Records to process:
* * *

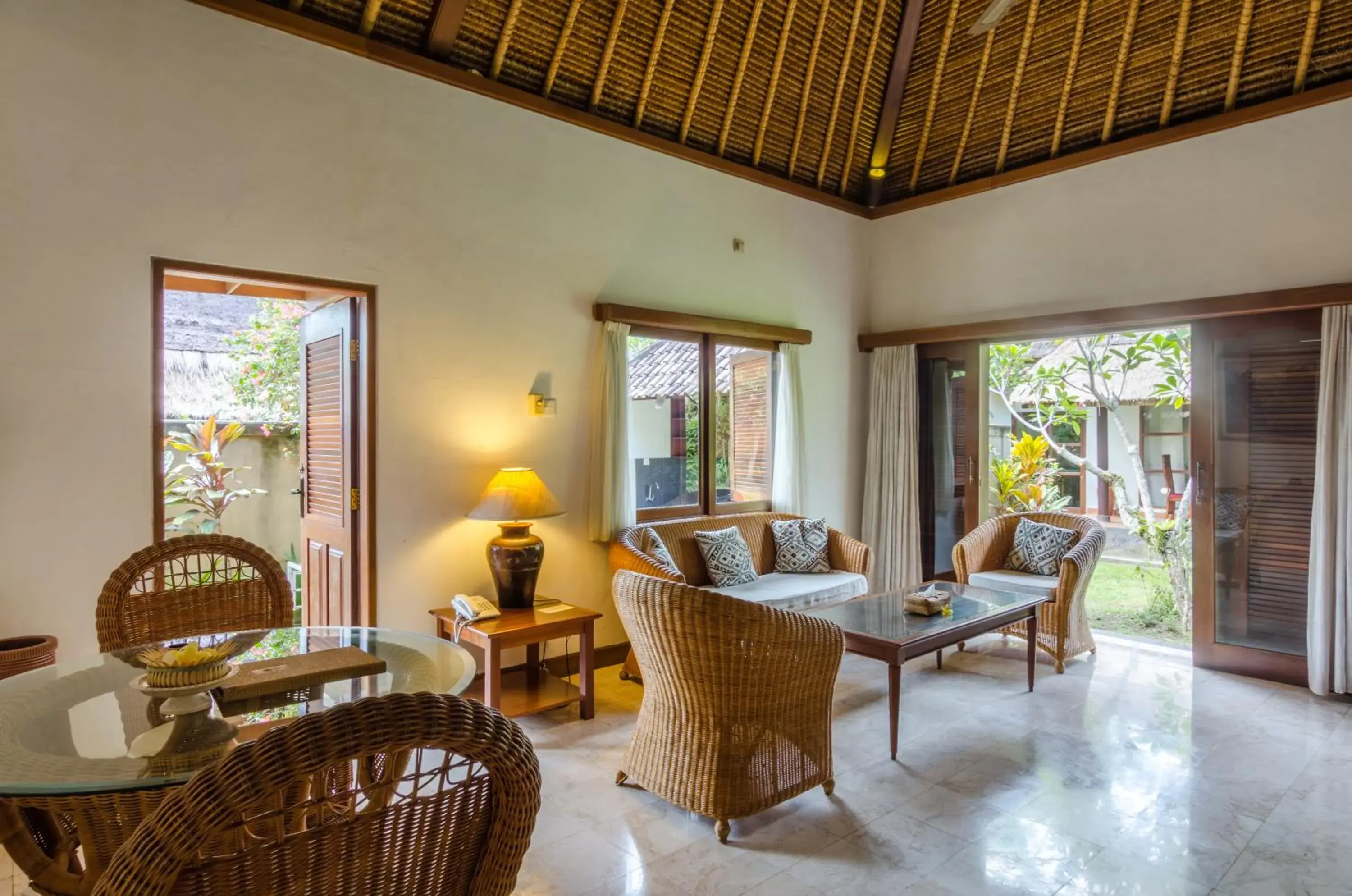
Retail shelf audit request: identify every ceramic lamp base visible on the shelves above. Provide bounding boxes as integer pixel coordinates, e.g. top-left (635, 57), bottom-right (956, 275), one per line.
top-left (488, 523), bottom-right (545, 609)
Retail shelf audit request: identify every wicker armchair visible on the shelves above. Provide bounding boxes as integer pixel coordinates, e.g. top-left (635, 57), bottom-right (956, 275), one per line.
top-left (93, 693), bottom-right (539, 896)
top-left (953, 513), bottom-right (1107, 672)
top-left (96, 535), bottom-right (292, 653)
top-left (614, 571), bottom-right (845, 842)
top-left (610, 512), bottom-right (872, 678)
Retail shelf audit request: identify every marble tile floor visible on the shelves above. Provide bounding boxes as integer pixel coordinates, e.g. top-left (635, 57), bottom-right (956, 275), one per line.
top-left (10, 635), bottom-right (1352, 896)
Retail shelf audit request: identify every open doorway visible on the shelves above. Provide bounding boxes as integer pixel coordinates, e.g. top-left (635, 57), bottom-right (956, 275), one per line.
top-left (987, 326), bottom-right (1192, 649)
top-left (151, 260), bottom-right (376, 626)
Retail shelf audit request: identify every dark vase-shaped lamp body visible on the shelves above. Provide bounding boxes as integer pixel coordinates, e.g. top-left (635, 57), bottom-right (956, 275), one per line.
top-left (488, 523), bottom-right (545, 609)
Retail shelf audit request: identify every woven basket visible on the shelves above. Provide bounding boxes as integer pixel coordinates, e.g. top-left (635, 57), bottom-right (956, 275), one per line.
top-left (0, 635), bottom-right (57, 678)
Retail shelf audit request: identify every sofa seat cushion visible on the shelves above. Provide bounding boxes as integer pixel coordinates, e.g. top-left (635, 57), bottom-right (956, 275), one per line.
top-left (967, 569), bottom-right (1061, 597)
top-left (708, 570), bottom-right (868, 609)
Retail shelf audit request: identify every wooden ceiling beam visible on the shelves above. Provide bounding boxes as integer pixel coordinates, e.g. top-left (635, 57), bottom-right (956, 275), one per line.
top-left (488, 0), bottom-right (525, 81)
top-left (357, 0), bottom-right (385, 38)
top-left (817, 0), bottom-right (864, 189)
top-left (995, 0), bottom-right (1037, 174)
top-left (868, 0), bottom-right (925, 208)
top-left (1293, 0), bottom-right (1324, 93)
top-left (633, 0), bottom-right (676, 127)
top-left (1160, 0), bottom-right (1192, 127)
top-left (837, 0), bottom-right (887, 196)
top-left (1052, 0), bottom-right (1090, 158)
top-left (752, 0), bottom-right (798, 165)
top-left (1099, 0), bottom-right (1141, 143)
top-left (910, 0), bottom-right (963, 193)
top-left (788, 0), bottom-right (831, 177)
top-left (426, 0), bottom-right (469, 59)
top-left (680, 0), bottom-right (723, 143)
top-left (871, 75), bottom-right (1352, 219)
top-left (718, 0), bottom-right (765, 155)
top-left (538, 0), bottom-right (581, 98)
top-left (1225, 0), bottom-right (1253, 112)
top-left (948, 30), bottom-right (999, 187)
top-left (587, 0), bottom-right (627, 112)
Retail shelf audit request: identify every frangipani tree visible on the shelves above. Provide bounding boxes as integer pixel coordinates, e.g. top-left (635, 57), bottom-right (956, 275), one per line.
top-left (990, 329), bottom-right (1192, 628)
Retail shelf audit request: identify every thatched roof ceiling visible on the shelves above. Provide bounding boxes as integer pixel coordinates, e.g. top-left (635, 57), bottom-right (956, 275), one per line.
top-left (197, 0), bottom-right (1352, 208)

* * *

Challenge:
Could you reproduce, word for word, everything from the line containing "Retail shelf audit request: identify every thatched" down through the end of the records?

Written response:
Retail shelf audit request: identify every thatched roof ceiling visible on the shelves above. Provide bounding boxes as integer pixel coordinates, e.g. top-left (635, 57), bottom-right (956, 275), one per line.
top-left (197, 0), bottom-right (1352, 208)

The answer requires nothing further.